> [SOURCE DATA]
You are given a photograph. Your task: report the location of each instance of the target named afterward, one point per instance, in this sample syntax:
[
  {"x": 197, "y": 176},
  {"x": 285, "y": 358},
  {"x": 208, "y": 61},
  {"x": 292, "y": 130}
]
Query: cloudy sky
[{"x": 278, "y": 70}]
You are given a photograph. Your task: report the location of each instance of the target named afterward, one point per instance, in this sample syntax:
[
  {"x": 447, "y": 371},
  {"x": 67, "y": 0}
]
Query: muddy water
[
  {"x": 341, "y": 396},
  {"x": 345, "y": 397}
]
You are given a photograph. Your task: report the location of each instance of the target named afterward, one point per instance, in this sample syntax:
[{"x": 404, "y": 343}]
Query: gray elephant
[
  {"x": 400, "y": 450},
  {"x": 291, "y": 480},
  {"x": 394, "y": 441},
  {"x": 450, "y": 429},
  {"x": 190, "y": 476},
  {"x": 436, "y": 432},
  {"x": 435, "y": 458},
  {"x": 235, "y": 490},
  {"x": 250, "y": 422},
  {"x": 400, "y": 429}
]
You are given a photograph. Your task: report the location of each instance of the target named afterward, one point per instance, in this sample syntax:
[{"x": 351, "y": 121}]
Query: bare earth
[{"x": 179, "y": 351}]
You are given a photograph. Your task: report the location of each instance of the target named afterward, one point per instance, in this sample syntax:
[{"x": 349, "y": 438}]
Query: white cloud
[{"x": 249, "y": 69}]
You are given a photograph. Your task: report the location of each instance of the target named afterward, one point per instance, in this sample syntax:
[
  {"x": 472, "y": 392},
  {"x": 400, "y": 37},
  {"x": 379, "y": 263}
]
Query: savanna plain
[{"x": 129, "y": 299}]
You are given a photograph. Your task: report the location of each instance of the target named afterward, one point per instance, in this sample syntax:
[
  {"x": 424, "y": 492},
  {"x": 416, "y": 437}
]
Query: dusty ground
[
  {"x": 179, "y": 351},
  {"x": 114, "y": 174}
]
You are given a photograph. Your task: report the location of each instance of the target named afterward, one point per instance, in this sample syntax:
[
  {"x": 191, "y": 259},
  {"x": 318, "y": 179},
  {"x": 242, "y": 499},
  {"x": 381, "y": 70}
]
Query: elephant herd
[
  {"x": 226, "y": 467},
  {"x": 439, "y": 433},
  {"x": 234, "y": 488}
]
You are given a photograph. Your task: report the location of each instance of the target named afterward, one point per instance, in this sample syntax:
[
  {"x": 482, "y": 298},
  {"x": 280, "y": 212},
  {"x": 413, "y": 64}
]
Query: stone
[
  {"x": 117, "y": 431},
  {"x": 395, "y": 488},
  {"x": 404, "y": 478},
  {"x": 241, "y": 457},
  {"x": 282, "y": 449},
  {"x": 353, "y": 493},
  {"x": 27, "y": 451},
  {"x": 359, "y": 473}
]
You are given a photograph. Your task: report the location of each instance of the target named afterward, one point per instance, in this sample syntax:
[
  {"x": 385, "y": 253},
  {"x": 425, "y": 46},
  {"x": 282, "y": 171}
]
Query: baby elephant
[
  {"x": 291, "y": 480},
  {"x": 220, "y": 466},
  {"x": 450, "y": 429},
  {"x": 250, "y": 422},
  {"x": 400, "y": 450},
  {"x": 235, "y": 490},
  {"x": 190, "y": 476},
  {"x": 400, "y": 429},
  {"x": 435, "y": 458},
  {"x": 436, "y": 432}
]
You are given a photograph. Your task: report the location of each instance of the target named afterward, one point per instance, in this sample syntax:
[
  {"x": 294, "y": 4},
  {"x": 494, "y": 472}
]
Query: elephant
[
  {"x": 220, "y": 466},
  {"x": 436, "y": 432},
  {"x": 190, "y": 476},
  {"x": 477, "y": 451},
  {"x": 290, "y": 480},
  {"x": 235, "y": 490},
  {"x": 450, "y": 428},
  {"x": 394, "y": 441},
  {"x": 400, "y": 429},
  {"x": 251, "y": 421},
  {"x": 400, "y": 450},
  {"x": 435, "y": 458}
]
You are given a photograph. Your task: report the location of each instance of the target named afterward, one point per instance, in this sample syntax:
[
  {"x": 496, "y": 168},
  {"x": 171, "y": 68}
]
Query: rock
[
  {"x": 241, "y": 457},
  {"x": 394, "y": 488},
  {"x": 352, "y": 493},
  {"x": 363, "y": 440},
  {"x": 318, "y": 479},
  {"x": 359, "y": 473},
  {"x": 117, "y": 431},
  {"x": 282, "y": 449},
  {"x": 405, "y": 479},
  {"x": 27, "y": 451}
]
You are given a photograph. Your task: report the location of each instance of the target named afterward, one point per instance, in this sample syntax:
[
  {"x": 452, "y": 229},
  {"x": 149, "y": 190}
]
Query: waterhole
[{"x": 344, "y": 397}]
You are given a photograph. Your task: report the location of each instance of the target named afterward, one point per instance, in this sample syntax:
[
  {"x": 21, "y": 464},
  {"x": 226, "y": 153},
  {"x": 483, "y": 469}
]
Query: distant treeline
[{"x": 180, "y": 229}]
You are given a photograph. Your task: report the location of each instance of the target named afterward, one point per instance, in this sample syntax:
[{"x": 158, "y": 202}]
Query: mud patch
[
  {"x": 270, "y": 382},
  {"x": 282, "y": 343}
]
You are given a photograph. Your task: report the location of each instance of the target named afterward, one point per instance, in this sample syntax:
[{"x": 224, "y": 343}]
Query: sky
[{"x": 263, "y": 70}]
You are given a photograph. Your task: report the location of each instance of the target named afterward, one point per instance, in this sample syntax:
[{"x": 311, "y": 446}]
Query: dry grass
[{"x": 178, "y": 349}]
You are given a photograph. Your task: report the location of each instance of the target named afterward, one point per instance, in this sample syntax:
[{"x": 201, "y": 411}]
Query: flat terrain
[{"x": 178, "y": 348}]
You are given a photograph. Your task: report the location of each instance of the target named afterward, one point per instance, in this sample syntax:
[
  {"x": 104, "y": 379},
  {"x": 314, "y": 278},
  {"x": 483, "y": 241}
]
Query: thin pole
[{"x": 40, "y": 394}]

> [REQUIRED ACTION] Repeat the material in full, exactly as it reads.

> [SOLUTION]
You are given a photograph. Your task: report the location of each instance of the target named afterward, one point per instance, in this sample syntax:
[
  {"x": 197, "y": 176},
  {"x": 285, "y": 358},
  {"x": 208, "y": 61},
  {"x": 292, "y": 130}
]
Query: cloudy sky
[{"x": 278, "y": 70}]
You are given a photograph. Your task: report the location of each instance of the target named afterward, one point per instance, in this sample syntax:
[
  {"x": 447, "y": 371},
  {"x": 67, "y": 0}
]
Query: muddy water
[
  {"x": 341, "y": 396},
  {"x": 345, "y": 397}
]
You are given a photograph. Your task: report the location of each instance of the target named afterward, one point per instance, in this sample syntax:
[{"x": 404, "y": 343}]
Query: gray elephant
[
  {"x": 400, "y": 450},
  {"x": 291, "y": 480},
  {"x": 394, "y": 441},
  {"x": 450, "y": 429},
  {"x": 190, "y": 476},
  {"x": 436, "y": 432},
  {"x": 435, "y": 458},
  {"x": 235, "y": 490},
  {"x": 250, "y": 422},
  {"x": 400, "y": 429}
]
You are given a photograph. Your task: report the location of each instance of the target named afterward, one point per instance, in this sample syntax:
[{"x": 351, "y": 121}]
Query: bare earth
[{"x": 179, "y": 351}]
You are given a photograph. Your task: report the location of each instance of the target named afterward, one point per instance, in this sample syntax:
[{"x": 349, "y": 438}]
Query: white cloud
[{"x": 249, "y": 69}]
You are given a photograph. Your task: report the location of each instance of the target named afterward, one point per instance, in this sample syntax:
[
  {"x": 472, "y": 392},
  {"x": 400, "y": 37},
  {"x": 379, "y": 263}
]
Query: savanna plain
[{"x": 129, "y": 299}]
You are given a photograph. Your task: report the location of each instance of the target named afterward, one point per instance, in this sample syntax:
[
  {"x": 424, "y": 492},
  {"x": 416, "y": 437}
]
Query: dusty ground
[
  {"x": 179, "y": 351},
  {"x": 114, "y": 174}
]
You are given a photograph. Your task: report the location of each instance of the target named afterward, one point per instance, in this sample syntax:
[
  {"x": 191, "y": 259},
  {"x": 318, "y": 179},
  {"x": 242, "y": 499},
  {"x": 381, "y": 70}
]
Query: elephant herd
[
  {"x": 226, "y": 467},
  {"x": 439, "y": 433},
  {"x": 234, "y": 488}
]
You are given a photograph. Your task: report the location of each instance of the target named afterward, one point per instance, in this sample syntax:
[
  {"x": 482, "y": 298},
  {"x": 280, "y": 212},
  {"x": 413, "y": 64}
]
Query: stone
[
  {"x": 117, "y": 431},
  {"x": 395, "y": 488},
  {"x": 404, "y": 478},
  {"x": 241, "y": 457},
  {"x": 282, "y": 449},
  {"x": 353, "y": 493},
  {"x": 27, "y": 451},
  {"x": 359, "y": 473}
]
You are given a photograph. Your task: report the location of each instance of the target named afterward, one point per instance, in this sample syntax:
[
  {"x": 385, "y": 253},
  {"x": 425, "y": 46},
  {"x": 282, "y": 171}
]
Query: baby elephant
[
  {"x": 291, "y": 480},
  {"x": 220, "y": 466},
  {"x": 450, "y": 429},
  {"x": 250, "y": 422},
  {"x": 400, "y": 450},
  {"x": 235, "y": 490},
  {"x": 190, "y": 476},
  {"x": 400, "y": 429},
  {"x": 435, "y": 458},
  {"x": 436, "y": 432}
]
You are given a photograph. Your task: report the location of each instance of the target named afterward, one point per instance, in this sample syntax:
[
  {"x": 294, "y": 4},
  {"x": 494, "y": 472}
]
Query: elephant
[
  {"x": 220, "y": 466},
  {"x": 436, "y": 432},
  {"x": 190, "y": 476},
  {"x": 477, "y": 451},
  {"x": 290, "y": 480},
  {"x": 235, "y": 490},
  {"x": 450, "y": 428},
  {"x": 394, "y": 441},
  {"x": 400, "y": 429},
  {"x": 251, "y": 421},
  {"x": 400, "y": 450},
  {"x": 435, "y": 458}
]
You are given a photograph. Your task: report the location of each instance of the target named afterward, one point per instance, in this sample syntax:
[
  {"x": 496, "y": 168},
  {"x": 171, "y": 68}
]
Query: rock
[
  {"x": 241, "y": 457},
  {"x": 394, "y": 488},
  {"x": 352, "y": 493},
  {"x": 363, "y": 440},
  {"x": 318, "y": 479},
  {"x": 359, "y": 473},
  {"x": 117, "y": 431},
  {"x": 282, "y": 449},
  {"x": 405, "y": 479},
  {"x": 27, "y": 451}
]
You are given a photograph. Your task: report the location of each instance of the target named afterward, one point per instance, in this sample syntax:
[
  {"x": 452, "y": 229},
  {"x": 149, "y": 190}
]
Query: waterhole
[{"x": 344, "y": 397}]
You are given a photograph. Your task: report the location of each instance of the target named afterward, one point per instance, in this sample syntax:
[
  {"x": 21, "y": 464},
  {"x": 226, "y": 153},
  {"x": 483, "y": 469}
]
Query: distant treeline
[{"x": 180, "y": 229}]
You are given a photograph. Your task: report the location of each instance of the target named afterward, one point per instance, in this sample syntax:
[{"x": 158, "y": 202}]
Query: mud patch
[
  {"x": 270, "y": 382},
  {"x": 282, "y": 343}
]
You are given a photograph. Your task: report the location of each instance of the target named afterward, one point per instance, in this sample syntax:
[{"x": 224, "y": 343}]
Query: sky
[{"x": 263, "y": 70}]
You are given a photograph. Your task: report the location of each instance of the target named afterward, one point per instance, in this sample syntax:
[{"x": 311, "y": 446}]
Query: dry grass
[{"x": 178, "y": 349}]
You are given a photograph. Your task: report the location of each instance of the target named afterward, one point per instance, in this sample syntax:
[{"x": 201, "y": 411}]
Query: flat terrain
[{"x": 178, "y": 348}]
You are given a photograph. Your task: report the location of each instance of the target named afterward, one point per instance, in this sample syntax:
[
  {"x": 104, "y": 379},
  {"x": 314, "y": 278},
  {"x": 483, "y": 241}
]
Query: thin pole
[{"x": 40, "y": 394}]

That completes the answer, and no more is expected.